Provided records
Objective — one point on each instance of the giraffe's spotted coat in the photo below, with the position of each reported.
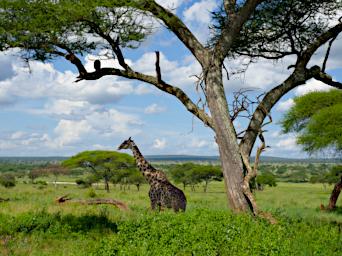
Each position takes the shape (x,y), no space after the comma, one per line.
(162,193)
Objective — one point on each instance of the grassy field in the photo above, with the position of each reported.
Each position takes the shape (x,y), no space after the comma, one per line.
(31,223)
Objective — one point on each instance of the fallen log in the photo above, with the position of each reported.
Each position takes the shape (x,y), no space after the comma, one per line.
(119,204)
(62,199)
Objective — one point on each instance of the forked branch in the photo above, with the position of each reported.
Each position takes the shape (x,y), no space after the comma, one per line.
(153,80)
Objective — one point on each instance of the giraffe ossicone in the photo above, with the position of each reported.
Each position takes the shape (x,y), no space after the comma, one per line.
(162,193)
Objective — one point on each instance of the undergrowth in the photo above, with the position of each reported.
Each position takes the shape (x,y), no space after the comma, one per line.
(199,231)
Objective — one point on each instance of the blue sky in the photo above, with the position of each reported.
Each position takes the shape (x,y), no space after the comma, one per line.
(44,113)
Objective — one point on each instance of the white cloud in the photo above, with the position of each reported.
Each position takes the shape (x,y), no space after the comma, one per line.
(18,135)
(70,131)
(173,72)
(285,105)
(159,143)
(200,12)
(154,108)
(311,86)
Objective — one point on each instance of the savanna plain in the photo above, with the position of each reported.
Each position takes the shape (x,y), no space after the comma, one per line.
(32,223)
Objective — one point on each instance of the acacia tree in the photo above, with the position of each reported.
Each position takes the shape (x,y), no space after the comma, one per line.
(317,118)
(270,29)
(103,164)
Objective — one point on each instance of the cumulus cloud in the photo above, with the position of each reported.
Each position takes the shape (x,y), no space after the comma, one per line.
(154,108)
(198,17)
(285,105)
(159,143)
(170,4)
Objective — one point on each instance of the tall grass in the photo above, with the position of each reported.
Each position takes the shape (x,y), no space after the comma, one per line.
(31,223)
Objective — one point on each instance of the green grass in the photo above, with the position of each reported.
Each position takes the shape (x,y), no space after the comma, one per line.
(31,223)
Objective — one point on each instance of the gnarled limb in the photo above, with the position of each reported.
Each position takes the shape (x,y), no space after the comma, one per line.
(118,204)
(130,74)
(299,76)
(233,28)
(252,173)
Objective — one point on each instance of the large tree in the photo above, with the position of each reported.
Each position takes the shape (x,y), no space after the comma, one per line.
(317,118)
(270,29)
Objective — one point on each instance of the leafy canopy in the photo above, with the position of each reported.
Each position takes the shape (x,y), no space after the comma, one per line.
(317,117)
(100,159)
(41,29)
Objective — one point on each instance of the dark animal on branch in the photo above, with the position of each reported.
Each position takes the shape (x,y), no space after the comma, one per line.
(97,65)
(118,204)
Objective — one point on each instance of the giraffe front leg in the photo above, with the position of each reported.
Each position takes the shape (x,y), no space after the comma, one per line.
(153,205)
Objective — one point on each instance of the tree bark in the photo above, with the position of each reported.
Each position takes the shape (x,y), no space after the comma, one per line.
(232,166)
(106,185)
(334,195)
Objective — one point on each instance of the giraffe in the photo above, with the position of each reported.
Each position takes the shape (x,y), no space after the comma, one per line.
(162,193)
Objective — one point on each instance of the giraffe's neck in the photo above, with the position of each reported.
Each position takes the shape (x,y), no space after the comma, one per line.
(142,163)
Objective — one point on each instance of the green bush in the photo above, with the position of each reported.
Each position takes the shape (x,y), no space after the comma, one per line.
(7,180)
(208,232)
(41,182)
(196,232)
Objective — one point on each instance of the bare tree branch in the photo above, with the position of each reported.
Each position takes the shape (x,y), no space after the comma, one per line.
(178,28)
(324,77)
(229,6)
(233,28)
(130,74)
(318,42)
(299,76)
(158,68)
(327,54)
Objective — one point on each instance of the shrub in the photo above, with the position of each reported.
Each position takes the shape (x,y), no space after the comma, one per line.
(7,180)
(210,232)
(83,183)
(92,193)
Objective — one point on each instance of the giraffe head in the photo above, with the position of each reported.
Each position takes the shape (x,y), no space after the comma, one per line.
(126,144)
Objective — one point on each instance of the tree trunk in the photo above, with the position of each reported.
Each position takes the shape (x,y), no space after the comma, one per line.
(106,185)
(231,161)
(334,195)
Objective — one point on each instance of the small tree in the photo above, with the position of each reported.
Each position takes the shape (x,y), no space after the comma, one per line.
(103,164)
(7,180)
(317,119)
(181,173)
(55,170)
(254,28)
(35,173)
(135,178)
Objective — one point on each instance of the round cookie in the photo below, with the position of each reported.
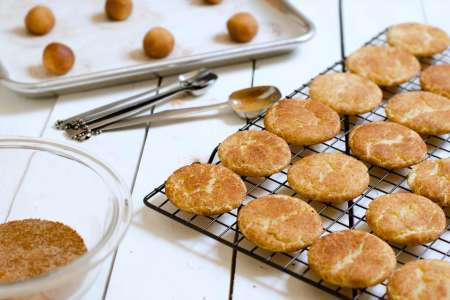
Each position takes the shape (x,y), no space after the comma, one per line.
(254,153)
(418,39)
(420,279)
(424,112)
(405,219)
(302,122)
(328,177)
(386,66)
(352,259)
(280,223)
(431,179)
(436,79)
(388,145)
(205,189)
(346,93)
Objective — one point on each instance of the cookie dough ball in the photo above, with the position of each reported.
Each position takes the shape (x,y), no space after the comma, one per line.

Work required
Extract, word for word, every line from the one holding "Objective — one point on each instance of the giraffe head" through the closing line of the data above. Do not include any pictures.

Solution
Objective — one point on each instance of the giraffe head in the photo above, with the position of each reported.
Each position takes the shape (x,y), no space after the comma, one per line.
(126,144)
Objective — one point on each instance of the tree trunk in the photo above, with the position of each reported.
Each position takes the shape (x,y), no space after the comma, one per line.
(106,185)
(231,161)
(334,195)
Objective — one point on each instance of the small tree in the photo above, with the position of each reported.
Each position takes the shape (x,y), no space after the comma, one per line.
(103,164)
(7,180)
(317,119)
(181,173)
(55,170)
(254,28)
(35,173)
(135,178)
Objective — one point on each instance of the round cookie in the photo below, with the position of each reported.
Each position takes the shape (x,y), no space after the comma, one per line.
(254,153)
(418,39)
(420,279)
(424,112)
(405,219)
(302,122)
(328,177)
(386,66)
(352,259)
(280,223)
(431,179)
(436,79)
(388,145)
(205,189)
(346,93)
Objective — one point on each instance of the cookie dough ball in the photo above, with the position of each reported.
Each position takes the shape (x,y), no space after the comma, one per line.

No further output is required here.